=== EXCERPTED TEXT ===
== Segment start ==
Non-functional requirements / quality attributes (this is where architecture actually fights):

Quality attribute	Target	Why it matters for this kind of system
Time to first token (TTFT)	< 1 second	The user is staring at the screen, waiting; the faster the first token, the more it "keeps up." This is the whole point of streaming.
Generation throughput	High tokens/sec	Decides how fast an answer can be read, and directly determines how many users one GPU can serve.
Cost per 1K tokens	The lower the better	Compute is cost; your entire margin rides on this. This is the single biggest difference from ordinary systems.
Availability	99.9%+	If it goes down, users leave instantly.
Security	Mandatory	Cannot be coaxed into harmful output, cannot be hijacked by injection attacks.

Key constraints (boundaries you cannot cross):

🔴 GPUs are expensive and scarce. This is the number-one constraint; the entire architecture serves it.
🔴 The context window is finite. There's a hard cap on how much the model can "see" at once — stuff in too much and it gets expensive, slow, or simply won't fit.
== Segment end ==
=== DATA EXCERPTS ===
== Segment start ==
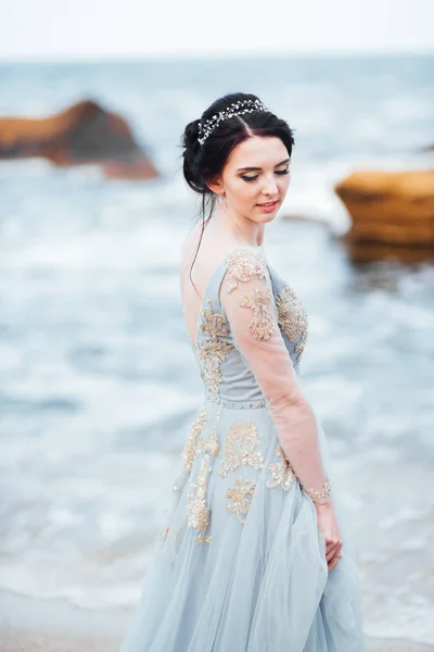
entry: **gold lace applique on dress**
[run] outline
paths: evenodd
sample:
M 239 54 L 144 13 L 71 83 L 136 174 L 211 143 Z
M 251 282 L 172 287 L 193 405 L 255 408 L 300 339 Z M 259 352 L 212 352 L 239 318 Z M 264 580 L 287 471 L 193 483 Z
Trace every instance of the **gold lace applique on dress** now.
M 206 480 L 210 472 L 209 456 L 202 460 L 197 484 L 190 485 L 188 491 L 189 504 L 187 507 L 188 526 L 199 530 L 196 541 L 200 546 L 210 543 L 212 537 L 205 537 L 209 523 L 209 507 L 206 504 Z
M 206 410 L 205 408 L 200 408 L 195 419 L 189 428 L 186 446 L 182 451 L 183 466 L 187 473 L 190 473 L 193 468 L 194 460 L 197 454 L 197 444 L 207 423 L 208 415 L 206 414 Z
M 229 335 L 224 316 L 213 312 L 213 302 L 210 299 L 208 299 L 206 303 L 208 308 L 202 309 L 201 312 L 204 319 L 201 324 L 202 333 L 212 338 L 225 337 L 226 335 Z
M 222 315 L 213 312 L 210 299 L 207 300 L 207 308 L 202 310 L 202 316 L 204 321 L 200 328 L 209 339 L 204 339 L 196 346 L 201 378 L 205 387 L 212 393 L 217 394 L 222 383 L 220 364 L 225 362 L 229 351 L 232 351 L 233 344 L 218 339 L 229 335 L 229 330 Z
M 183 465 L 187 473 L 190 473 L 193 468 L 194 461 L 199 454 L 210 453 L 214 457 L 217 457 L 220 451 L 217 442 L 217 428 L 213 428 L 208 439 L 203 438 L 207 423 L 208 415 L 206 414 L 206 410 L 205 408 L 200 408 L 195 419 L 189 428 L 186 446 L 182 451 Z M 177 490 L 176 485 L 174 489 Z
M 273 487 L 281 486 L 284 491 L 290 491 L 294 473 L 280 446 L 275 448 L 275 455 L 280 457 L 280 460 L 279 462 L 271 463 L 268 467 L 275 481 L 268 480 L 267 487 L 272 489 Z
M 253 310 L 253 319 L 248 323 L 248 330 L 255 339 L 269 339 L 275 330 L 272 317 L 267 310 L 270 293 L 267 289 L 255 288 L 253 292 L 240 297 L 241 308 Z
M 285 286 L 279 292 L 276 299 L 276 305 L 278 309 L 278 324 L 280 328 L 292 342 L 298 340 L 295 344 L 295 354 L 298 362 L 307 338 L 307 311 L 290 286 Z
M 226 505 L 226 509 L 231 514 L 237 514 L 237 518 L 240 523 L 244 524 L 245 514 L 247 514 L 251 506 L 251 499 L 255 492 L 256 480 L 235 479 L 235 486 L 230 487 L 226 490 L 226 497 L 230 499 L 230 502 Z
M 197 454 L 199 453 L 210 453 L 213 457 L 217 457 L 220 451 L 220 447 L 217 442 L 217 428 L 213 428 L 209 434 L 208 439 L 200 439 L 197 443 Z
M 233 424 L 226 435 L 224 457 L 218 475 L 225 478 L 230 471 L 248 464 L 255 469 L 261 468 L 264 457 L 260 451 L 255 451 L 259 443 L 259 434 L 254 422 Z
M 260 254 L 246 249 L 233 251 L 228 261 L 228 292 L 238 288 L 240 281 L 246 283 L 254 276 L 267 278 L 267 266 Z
== Segment end ==
=== QUESTIONS ON THE MATERIAL ===
**1)** According to the requirements excerpt, what target is set for time to first token?
**2)** Quote the requirements excerpt from "Cost per 1K" to "by injection attacks.".
The listing is separate material and has no connection to the requirements excerpt.

=== ANSWERS PROVIDED ===
**1)** Under 1 second.

**2)**
Cost per 1K tokens	The lower the better	Compute is cost; your entire margin rides on this. This is the single biggest difference from ordinary systems.
Availability	99.9%+	If it goes down, users leave instantly.
Security	Mandatory	Cannot be coaxed into harmful output, cannot be hijacked by injection attacks.